INSTRUCTION
Render the items below as a two-column CSV with the header input,output. Give one row per item, put each item's text and its answer in a single quoted field, and replace line breaks with spaces.

DATA SUPPLIED

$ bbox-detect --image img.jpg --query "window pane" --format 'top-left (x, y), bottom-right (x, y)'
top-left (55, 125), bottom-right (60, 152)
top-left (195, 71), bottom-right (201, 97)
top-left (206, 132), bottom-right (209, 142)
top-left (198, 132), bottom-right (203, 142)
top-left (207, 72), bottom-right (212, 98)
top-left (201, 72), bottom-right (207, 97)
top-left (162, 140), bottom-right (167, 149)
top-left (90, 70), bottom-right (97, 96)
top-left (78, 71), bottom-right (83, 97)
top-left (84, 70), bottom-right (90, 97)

TASK RESULT
input,output
"$ bbox-detect --image img.jpg --query ""window pane"" --format 'top-left (x, y), bottom-right (x, y)'","top-left (55, 125), bottom-right (60, 152) top-left (195, 71), bottom-right (201, 97) top-left (206, 132), bottom-right (209, 142) top-left (198, 132), bottom-right (203, 142) top-left (207, 72), bottom-right (212, 98) top-left (201, 72), bottom-right (207, 97) top-left (162, 140), bottom-right (167, 149) top-left (90, 70), bottom-right (97, 96) top-left (78, 71), bottom-right (83, 97) top-left (84, 70), bottom-right (90, 97)"